> [TO BE DONE]: Copy out all the data, word for word.

> [INFORMATION GIVEN]:
-- Start --
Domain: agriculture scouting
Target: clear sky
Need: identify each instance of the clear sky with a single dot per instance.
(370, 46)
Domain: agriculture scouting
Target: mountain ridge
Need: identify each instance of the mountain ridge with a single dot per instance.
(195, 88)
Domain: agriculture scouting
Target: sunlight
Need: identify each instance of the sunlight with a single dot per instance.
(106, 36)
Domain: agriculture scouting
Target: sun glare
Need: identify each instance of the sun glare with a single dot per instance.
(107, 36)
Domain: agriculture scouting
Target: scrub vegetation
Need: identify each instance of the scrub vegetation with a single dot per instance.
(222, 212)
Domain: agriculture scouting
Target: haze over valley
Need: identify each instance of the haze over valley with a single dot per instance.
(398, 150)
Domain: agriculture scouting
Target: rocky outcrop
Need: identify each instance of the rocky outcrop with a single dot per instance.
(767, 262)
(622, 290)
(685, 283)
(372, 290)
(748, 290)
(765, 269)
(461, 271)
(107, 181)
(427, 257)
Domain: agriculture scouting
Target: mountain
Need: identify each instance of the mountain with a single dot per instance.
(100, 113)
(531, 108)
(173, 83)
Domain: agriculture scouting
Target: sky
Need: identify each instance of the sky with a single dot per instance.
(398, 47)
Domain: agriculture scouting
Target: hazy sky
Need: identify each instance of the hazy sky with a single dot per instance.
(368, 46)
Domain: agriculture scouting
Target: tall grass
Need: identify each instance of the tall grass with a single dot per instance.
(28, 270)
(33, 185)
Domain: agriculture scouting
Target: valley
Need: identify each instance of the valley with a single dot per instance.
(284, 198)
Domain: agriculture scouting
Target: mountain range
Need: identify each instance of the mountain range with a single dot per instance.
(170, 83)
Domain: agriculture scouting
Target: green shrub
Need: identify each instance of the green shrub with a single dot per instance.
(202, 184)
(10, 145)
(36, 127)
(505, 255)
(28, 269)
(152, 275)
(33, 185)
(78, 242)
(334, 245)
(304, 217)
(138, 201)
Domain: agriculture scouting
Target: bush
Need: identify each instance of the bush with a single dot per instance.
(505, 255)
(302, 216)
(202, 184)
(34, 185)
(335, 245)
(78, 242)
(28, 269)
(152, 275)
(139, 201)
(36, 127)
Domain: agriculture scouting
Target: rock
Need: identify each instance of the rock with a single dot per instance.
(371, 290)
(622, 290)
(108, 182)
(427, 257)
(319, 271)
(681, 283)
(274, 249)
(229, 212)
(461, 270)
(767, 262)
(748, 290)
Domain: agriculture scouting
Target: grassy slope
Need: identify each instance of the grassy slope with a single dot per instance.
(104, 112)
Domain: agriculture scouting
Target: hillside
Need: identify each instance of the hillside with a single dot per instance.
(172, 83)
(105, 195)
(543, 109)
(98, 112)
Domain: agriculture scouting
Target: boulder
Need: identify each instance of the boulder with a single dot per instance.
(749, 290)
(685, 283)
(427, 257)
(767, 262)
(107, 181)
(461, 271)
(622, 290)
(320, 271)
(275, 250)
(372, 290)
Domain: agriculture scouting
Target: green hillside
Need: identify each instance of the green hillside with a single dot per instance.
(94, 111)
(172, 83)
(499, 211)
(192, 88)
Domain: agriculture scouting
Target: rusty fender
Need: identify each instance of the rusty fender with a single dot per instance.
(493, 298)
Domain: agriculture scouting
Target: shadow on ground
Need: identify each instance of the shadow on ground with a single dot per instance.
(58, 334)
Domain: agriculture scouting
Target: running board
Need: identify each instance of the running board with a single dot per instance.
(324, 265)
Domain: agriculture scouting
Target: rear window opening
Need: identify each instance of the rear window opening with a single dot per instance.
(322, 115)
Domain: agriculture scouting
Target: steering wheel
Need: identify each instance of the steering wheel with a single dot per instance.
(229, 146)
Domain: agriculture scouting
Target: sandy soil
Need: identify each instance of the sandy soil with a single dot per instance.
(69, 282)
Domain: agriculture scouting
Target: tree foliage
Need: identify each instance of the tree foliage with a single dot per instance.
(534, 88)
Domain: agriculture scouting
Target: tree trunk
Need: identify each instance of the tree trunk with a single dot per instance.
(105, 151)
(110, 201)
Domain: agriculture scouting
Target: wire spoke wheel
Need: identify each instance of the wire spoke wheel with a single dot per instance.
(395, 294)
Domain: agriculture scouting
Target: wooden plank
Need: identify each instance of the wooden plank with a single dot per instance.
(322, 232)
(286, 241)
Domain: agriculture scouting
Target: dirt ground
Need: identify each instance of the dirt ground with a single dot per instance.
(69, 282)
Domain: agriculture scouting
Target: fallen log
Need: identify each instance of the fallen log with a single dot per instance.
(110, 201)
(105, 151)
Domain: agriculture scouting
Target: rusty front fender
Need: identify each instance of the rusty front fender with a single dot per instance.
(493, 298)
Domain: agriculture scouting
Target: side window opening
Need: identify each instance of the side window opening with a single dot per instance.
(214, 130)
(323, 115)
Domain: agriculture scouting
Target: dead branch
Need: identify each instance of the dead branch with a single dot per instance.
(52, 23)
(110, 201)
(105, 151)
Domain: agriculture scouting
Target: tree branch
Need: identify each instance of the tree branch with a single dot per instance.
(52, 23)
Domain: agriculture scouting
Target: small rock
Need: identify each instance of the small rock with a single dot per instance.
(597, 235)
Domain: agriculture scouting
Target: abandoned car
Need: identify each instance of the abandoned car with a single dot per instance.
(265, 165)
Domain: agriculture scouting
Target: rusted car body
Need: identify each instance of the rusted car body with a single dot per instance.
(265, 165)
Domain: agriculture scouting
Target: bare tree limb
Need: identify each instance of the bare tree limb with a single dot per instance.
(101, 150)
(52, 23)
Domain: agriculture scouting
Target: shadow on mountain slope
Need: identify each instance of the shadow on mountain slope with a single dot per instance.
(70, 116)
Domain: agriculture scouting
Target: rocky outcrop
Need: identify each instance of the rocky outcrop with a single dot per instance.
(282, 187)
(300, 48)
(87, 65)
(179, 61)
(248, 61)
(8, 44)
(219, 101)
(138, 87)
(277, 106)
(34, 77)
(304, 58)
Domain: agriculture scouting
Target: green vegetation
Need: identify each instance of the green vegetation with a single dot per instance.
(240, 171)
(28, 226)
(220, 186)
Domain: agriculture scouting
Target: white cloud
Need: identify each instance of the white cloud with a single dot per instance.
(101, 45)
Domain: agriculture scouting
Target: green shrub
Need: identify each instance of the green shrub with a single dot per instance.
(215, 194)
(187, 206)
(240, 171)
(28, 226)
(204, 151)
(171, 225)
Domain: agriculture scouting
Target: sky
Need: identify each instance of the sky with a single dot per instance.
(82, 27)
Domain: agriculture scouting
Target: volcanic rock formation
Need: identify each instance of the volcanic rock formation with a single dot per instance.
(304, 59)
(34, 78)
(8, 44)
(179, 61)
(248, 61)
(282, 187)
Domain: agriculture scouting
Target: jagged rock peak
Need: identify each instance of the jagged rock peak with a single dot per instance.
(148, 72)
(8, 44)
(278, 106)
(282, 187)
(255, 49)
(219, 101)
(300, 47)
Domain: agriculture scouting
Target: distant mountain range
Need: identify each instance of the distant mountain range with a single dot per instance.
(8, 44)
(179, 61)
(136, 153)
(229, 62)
-- End --
> [RESULT OF THE EXERCISE]:
Domain: agriculture scouting
Target: clear sky
Need: identify each instance of the clear sky with a single dot per instance.
(370, 46)
Domain: agriculture scouting
Target: mountain ridge
Need: identify each instance of the mountain ridge with a single dot per instance.
(195, 88)
Domain: agriculture scouting
Target: sunlight
Need: identify each instance of the sunlight with a single dot per instance.
(106, 36)
Domain: agriculture scouting
Target: sun glare
Need: identify each instance of the sun glare with a single dot per instance.
(107, 36)
Domain: agriculture scouting
Target: scrub vegetation
Need: identify each instance of the scrub vegetation with a single dot per instance.
(222, 212)
Domain: agriculture scouting
Target: haze over valley
Need: identify each instance of the haze over valley with a single dot per instance.
(398, 150)
Domain: agriculture scouting
Target: rocky outcrop
Need: identify each instance of the rocky outcrop with a single dot per instance.
(767, 262)
(622, 290)
(685, 283)
(372, 290)
(748, 290)
(765, 269)
(461, 271)
(107, 181)
(427, 257)
Domain: agriculture scouting
Target: mountain
Need: identify each instance of the mountain with a single dot per instance.
(100, 113)
(531, 108)
(173, 83)
Domain: agriculture scouting
Target: sky
Need: identify each instance of the sky with a single dot per instance.
(398, 47)
Domain: agriculture scouting
Target: hazy sky
Need: identify each instance of the hazy sky with a single dot per instance.
(368, 46)
Domain: agriculture scouting
Target: tall grass
Need: identify each instance of the tall grass with a single dot per instance.
(28, 270)
(33, 185)
Domain: agriculture scouting
Target: valley
Need: identify each instance of the valley with a single dot per instance.
(284, 198)
Domain: agriculture scouting
Target: mountain range
Need: identify each instance of the mountain range with a single dot per instance.
(170, 83)
Domain: agriculture scouting
Target: green shrub
Need: identify each instance of the green shrub with a single dot per instance.
(202, 184)
(10, 145)
(36, 127)
(505, 255)
(28, 269)
(152, 275)
(33, 185)
(78, 242)
(334, 245)
(304, 217)
(138, 201)
Domain: agriculture scouting
Target: bush
Need: identify each instance of the bush with a single dot per instance.
(505, 255)
(302, 216)
(202, 184)
(34, 185)
(335, 245)
(78, 242)
(28, 269)
(152, 275)
(139, 201)
(36, 127)
Domain: agriculture scouting
Target: rock
Need: identify each instance of the rock with a single dot per instance.
(371, 290)
(622, 290)
(108, 182)
(427, 257)
(319, 271)
(681, 283)
(274, 249)
(229, 212)
(461, 270)
(767, 262)
(748, 290)
Domain: agriculture scouting
Target: grassy slope
Need: identify each instance of the grassy slope with a single dot per instance.
(104, 112)
Domain: agriculture scouting
Target: hillside
Need: identify each instance of the hillside with a single dot per instance.
(172, 83)
(105, 195)
(543, 109)
(98, 112)
Domain: agriculture scouting
Target: boulder
Need: identify each instance of the boulder with a single dot per instance.
(749, 290)
(685, 283)
(427, 257)
(767, 262)
(107, 181)
(461, 271)
(622, 290)
(320, 271)
(275, 250)
(372, 290)
Domain: agriculture scouting
Target: green hillside
Need: identify each instance of the green hillside with a single dot per instance.
(94, 111)
(172, 83)
(499, 211)
(192, 88)
Domain: agriculture scouting
Target: rusty fender
Need: identify each instance of the rusty fender with a single dot per instance.
(493, 298)
Domain: agriculture scouting
Target: shadow on ground
Need: identify each instance of the shadow on ground with a single dot per instance.
(58, 334)
Domain: agriculture scouting
Target: running board
Need: identify each instance of the running board with a single dot per instance.
(324, 265)
Domain: agriculture scouting
Target: rear window opening
Need: identify each instance of the rear window opening with a single dot per instance.
(322, 115)
Domain: agriculture scouting
Target: steering wheel
Need: identify each instance of the steering wheel with a single dot per instance.
(229, 146)
Domain: agriculture scouting
Target: sandy soil
Need: identify each instance of the sandy soil with a single dot per instance.
(69, 282)
Domain: agriculture scouting
Target: tree foliage
Need: identify each instance of the tree foliage with a single dot per instance.
(534, 88)
Domain: agriculture scouting
Target: tree trunk
Need: identify each instance of the tree trunk with a single dot per instance.
(105, 151)
(110, 201)
Domain: agriculture scouting
Target: wire spoke wheel
Need: identify each instance of the wire spoke wheel with a single dot per instance.
(395, 294)
Domain: agriculture scouting
Target: wooden plank
Need: identify each instance of the wooden plank with a single dot per instance.
(322, 232)
(286, 241)
Domain: agriculture scouting
Target: dirt ground
Need: identify each instance of the dirt ground with a single dot per instance.
(69, 282)
Domain: agriculture scouting
Target: fallen log
Need: identify each instance of the fallen log with a single dot per instance.
(110, 201)
(105, 151)
Domain: agriculture scouting
Target: rusty front fender
Need: identify each instance of the rusty front fender with a single dot per instance.
(493, 298)
Domain: agriculture scouting
Target: side window opening
Need: identify each instance of the side window opening with a single dot per instance.
(214, 130)
(323, 115)
Domain: agriculture scouting
Target: dead branch
Need: identify each instance of the dead branch with a single dot per instance.
(52, 23)
(110, 201)
(105, 151)
Domain: agriculture scouting
Target: tree branch
Need: identify each instance of the tree branch with a single dot per instance.
(52, 23)
Domain: agriculture scouting
Target: small rock
Need: identify each instance of the small rock with a single dot per instance.
(597, 235)
Domain: agriculture scouting
Target: abandoned car
Need: identify each instance of the abandoned car with a single dot per instance.
(265, 165)
Domain: agriculture scouting
Target: rusted car body
Need: identify each instance of the rusted car body with a single dot per instance.
(265, 165)
Domain: agriculture scouting
Target: bare tree limb
Need: identify each instance of the bare tree limb with a single dot per instance.
(101, 150)
(52, 23)
Domain: agriculture scouting
Target: shadow on mountain slope
Need: identify each instance of the shadow on mountain slope with a single dot per instance.
(70, 116)
Domain: agriculture scouting
Target: rocky outcrop
Need: identify each instance of the rocky outcrop with a single dot per instance.
(282, 187)
(300, 48)
(87, 65)
(179, 61)
(248, 61)
(8, 44)
(219, 101)
(138, 87)
(277, 106)
(34, 77)
(304, 58)
Domain: agriculture scouting
Target: green vegetation
Need: identify each instance of the green vegetation with a single dot per instance.
(240, 171)
(28, 226)
(220, 186)
Domain: agriculture scouting
Target: white cloud
Need: identify each instance of the white cloud with a single dot per instance.
(101, 45)
Domain: agriculture scouting
Target: green shrub
Need: identify each instance of the green shrub with a single dot per instance.
(215, 194)
(187, 206)
(240, 171)
(28, 226)
(204, 151)
(171, 225)
Domain: agriculture scouting
Target: sky
Need: identify each instance of the sky with a single dot per instance.
(82, 27)
Domain: agriculture scouting
Target: volcanic rock formation
Need: identify each instance of the volcanic rock formation with a single dot per instance.
(304, 59)
(34, 78)
(8, 44)
(179, 61)
(248, 61)
(282, 187)
Domain: agriculture scouting
Target: jagged rock peak
Need: identify each instance of the jagged rock peak with a single dot per instance.
(148, 72)
(8, 44)
(278, 106)
(282, 187)
(255, 49)
(219, 101)
(300, 47)
Domain: agriculture scouting
Target: distant mountain range
Need: identify each instance of the distant mountain range with a single dot per instance.
(8, 44)
(179, 61)
(136, 153)
(229, 62)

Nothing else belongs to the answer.